Record excerpts:
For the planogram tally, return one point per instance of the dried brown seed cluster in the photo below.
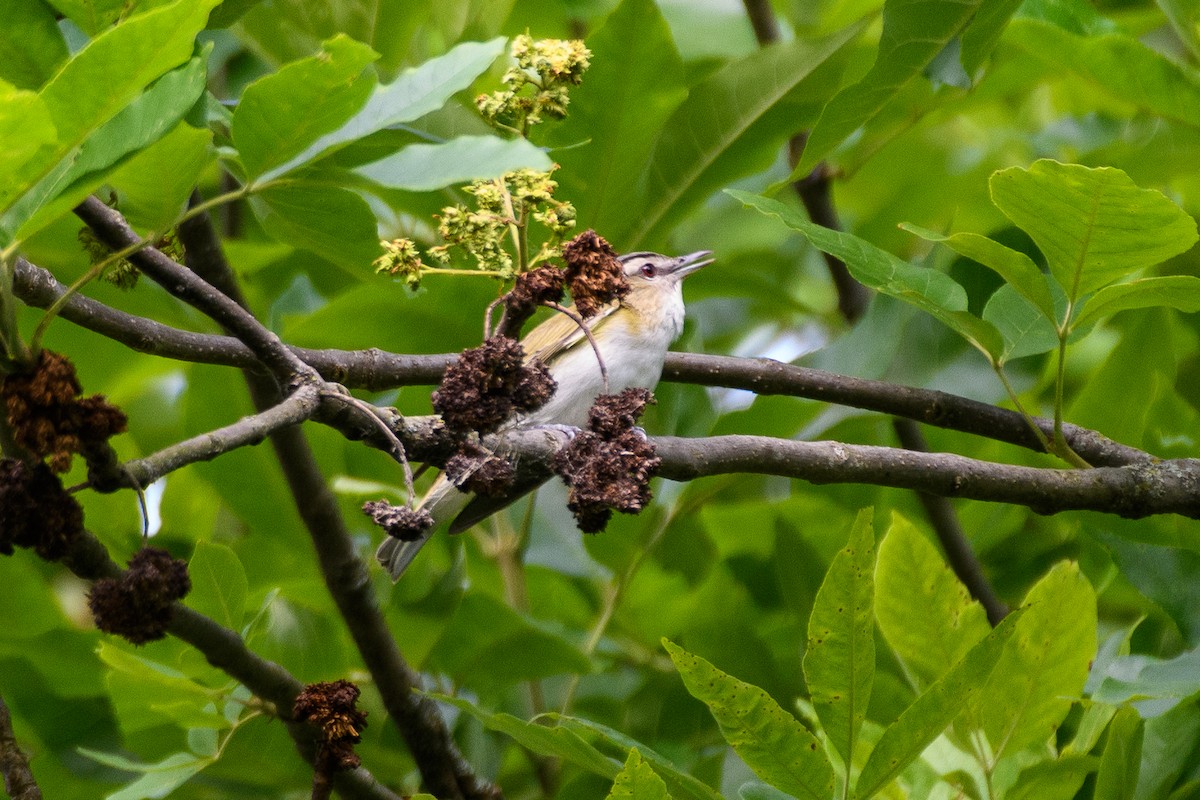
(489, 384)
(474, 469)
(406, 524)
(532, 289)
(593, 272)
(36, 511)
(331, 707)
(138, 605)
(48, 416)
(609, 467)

--

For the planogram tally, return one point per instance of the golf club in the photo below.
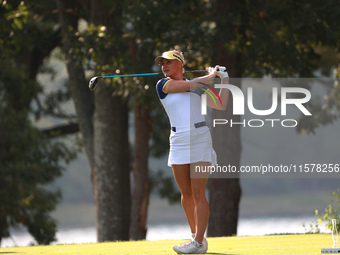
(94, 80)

Objective: Which lines in the entries above contain the string "tally", with case counting? Pull out each of them in full.

Correct response:
For the planogram tally, return one point per instance of the dried brown seed cluster in the photo below.
For the planogram tally, return one point per instance of the golf club in the photo below.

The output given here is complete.